[Object location annotation data]

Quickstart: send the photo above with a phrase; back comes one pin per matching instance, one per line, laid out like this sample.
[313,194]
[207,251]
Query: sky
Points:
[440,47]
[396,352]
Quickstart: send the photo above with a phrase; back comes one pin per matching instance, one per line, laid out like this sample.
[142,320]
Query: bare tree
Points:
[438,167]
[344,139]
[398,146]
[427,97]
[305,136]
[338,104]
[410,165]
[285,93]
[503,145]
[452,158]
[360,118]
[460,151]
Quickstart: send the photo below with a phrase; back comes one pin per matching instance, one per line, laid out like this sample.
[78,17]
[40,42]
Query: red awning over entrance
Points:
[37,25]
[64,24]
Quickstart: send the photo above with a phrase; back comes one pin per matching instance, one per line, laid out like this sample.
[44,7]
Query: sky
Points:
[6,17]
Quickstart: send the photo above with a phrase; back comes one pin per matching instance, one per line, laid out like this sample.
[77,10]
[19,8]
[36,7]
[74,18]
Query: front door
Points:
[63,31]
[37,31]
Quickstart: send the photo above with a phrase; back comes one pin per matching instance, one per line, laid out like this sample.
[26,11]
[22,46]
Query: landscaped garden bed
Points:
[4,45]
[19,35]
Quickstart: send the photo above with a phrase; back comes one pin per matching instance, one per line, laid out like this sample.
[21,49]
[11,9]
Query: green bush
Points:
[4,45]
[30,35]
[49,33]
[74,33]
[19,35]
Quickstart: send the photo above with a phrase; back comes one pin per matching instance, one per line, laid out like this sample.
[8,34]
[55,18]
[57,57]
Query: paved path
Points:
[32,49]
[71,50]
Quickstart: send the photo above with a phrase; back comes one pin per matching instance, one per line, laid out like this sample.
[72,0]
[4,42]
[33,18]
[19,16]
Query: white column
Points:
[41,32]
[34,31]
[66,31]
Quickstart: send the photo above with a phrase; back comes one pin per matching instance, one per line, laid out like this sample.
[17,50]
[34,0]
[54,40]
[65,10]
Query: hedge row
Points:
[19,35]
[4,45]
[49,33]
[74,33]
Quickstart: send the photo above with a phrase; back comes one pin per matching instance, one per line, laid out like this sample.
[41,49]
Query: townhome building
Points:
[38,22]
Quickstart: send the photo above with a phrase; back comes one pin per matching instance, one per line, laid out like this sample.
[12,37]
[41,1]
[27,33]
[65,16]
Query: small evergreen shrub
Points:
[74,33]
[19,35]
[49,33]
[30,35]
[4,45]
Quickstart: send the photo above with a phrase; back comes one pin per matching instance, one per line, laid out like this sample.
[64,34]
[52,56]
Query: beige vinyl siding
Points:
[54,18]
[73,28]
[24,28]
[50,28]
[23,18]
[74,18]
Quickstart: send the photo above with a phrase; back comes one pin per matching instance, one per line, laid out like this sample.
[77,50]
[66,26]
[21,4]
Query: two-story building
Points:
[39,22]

Task to complete
Copy out the full listing exactly.

Response for this exercise
Quickstart: send the photo above with a phrase; back comes one pin per matching instance, one per line, laid out like this sample.
[313,194]
[207,251]
Query: sky
Points:
[440,47]
[396,352]
Quickstart: send the photo above with a phrase; back comes one pin per matching instance, one per line, laid out like this sample.
[142,320]
Query: bare tree
Points:
[438,167]
[344,139]
[398,146]
[427,97]
[305,136]
[338,104]
[410,165]
[285,93]
[503,145]
[452,158]
[360,118]
[460,151]
Quickstart: send the photo below with a phrase; back comes one pin per matching instance, one per line, laid out like this sample.
[78,17]
[40,42]
Query: red awning over entrance
Points:
[37,25]
[64,24]
Quickstart: send the photo above with a phrase; back comes one pin per matching instance, one per line, laid out like this sample.
[44,7]
Query: sky
Points:
[6,17]
Quickstart: send the photo above with a phrase; back comes one pin per matching instance, one per line, laid out like this sample.
[77,10]
[19,8]
[36,7]
[74,18]
Query: front door
Points:
[63,31]
[37,31]
Quickstart: send the photo above with a phrase; back comes one pin per matching instance, one per line, laid out like this sample.
[26,11]
[22,46]
Query: landscaped garden bed
Points:
[4,45]
[19,35]
Quickstart: send the photo above with a phrase; back comes one pin per matching instance, one per line, laid out like this sample.
[21,49]
[11,9]
Query: green bush
Points:
[4,45]
[30,35]
[49,33]
[74,33]
[19,35]
Quickstart: send the photo above with a phrase; back comes one pin per matching instance, one per line, laid out like this sample.
[8,34]
[55,18]
[57,57]
Query: paved path
Points:
[32,49]
[71,50]
Quickstart: send the photo above with a phrase; back comes one pin per matching instance, one per line, laid out like this sample.
[72,0]
[4,42]
[33,18]
[19,16]
Query: white column
Points:
[41,32]
[34,31]
[66,31]
Quickstart: send the photo above with a phrase; back comes one pin per matching instance, one per line, laid out like this sample.
[17,50]
[34,0]
[54,40]
[65,10]
Query: hedge row
Points:
[19,35]
[4,45]
[49,33]
[74,33]
Quickstart: send the photo above with a phrase; back comes one pin per matching instance, one per line, laid out like this sample.
[41,49]
Query: townhome building
Points:
[38,22]
Quickstart: send the photo above with a phrase; back comes one pin per matching instance, one per line, laid out like this sample.
[12,37]
[41,1]
[27,33]
[65,16]
Query: small evergreen shrub
Points:
[74,33]
[19,35]
[49,33]
[30,35]
[4,45]
Quickstart: send the photo above with a phrase; back comes one pin per matching instance, one per line, laid out like this sample.
[64,34]
[52,56]
Query: beige vinyl siding
Points:
[54,18]
[73,28]
[24,28]
[50,28]
[23,18]
[74,18]
Quickstart: send the photo above with a phrase; back comes one pin per matching instance, one per line, laid out like this sample.
[77,50]
[66,26]
[21,4]
Query: two-story building
Points:
[39,22]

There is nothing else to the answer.